→ **ENTRIES SHOWN**
---
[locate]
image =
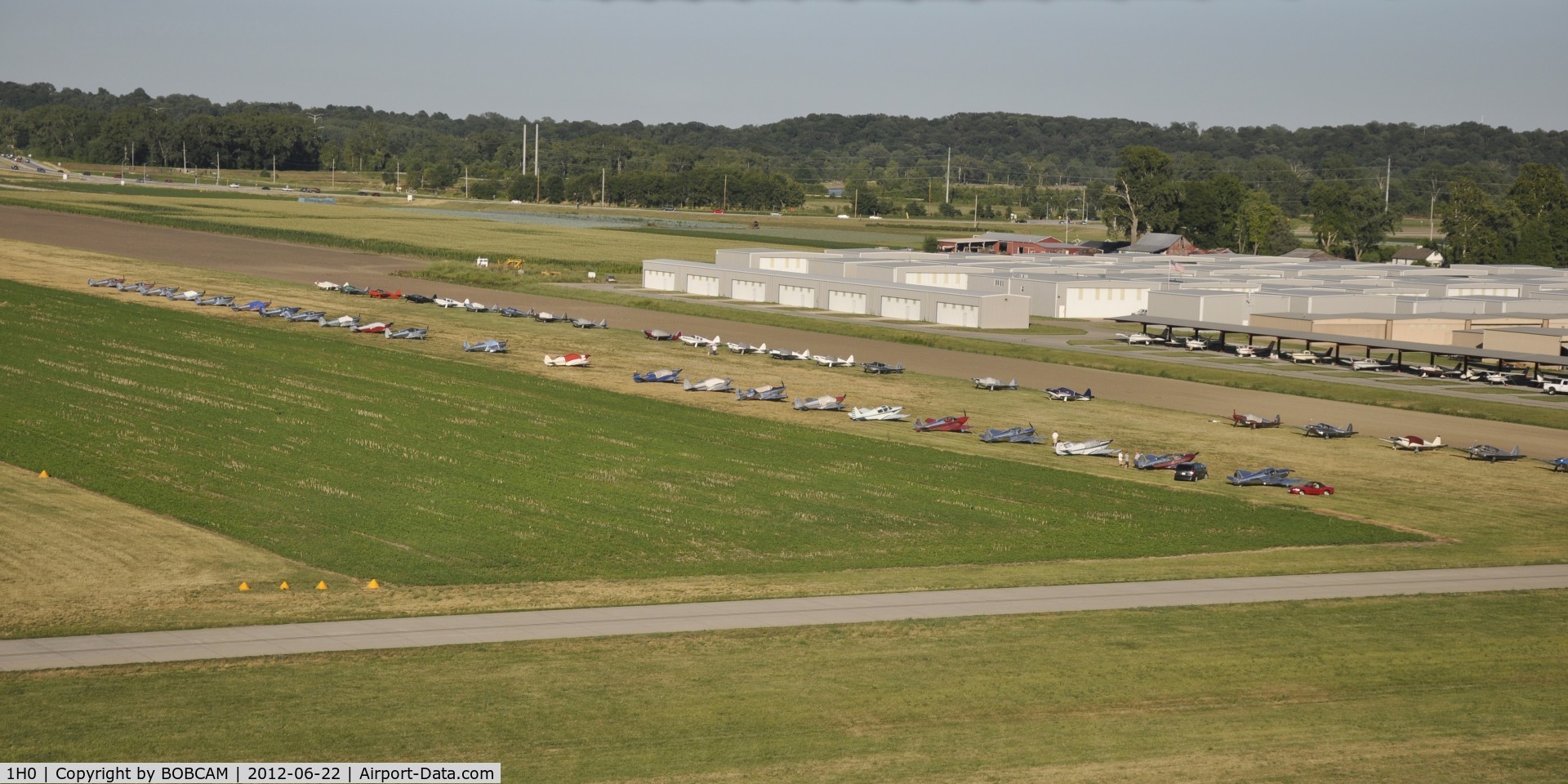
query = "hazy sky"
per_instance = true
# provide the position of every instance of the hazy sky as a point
---
→ **BRIEF**
All entries above are to be reproduced exactly, with no pictures.

→ **YOUR SOLUTION**
[locate]
image =
query = "hazy sky"
per_instance = true
# provide the position of every instance of the hazy sky as a point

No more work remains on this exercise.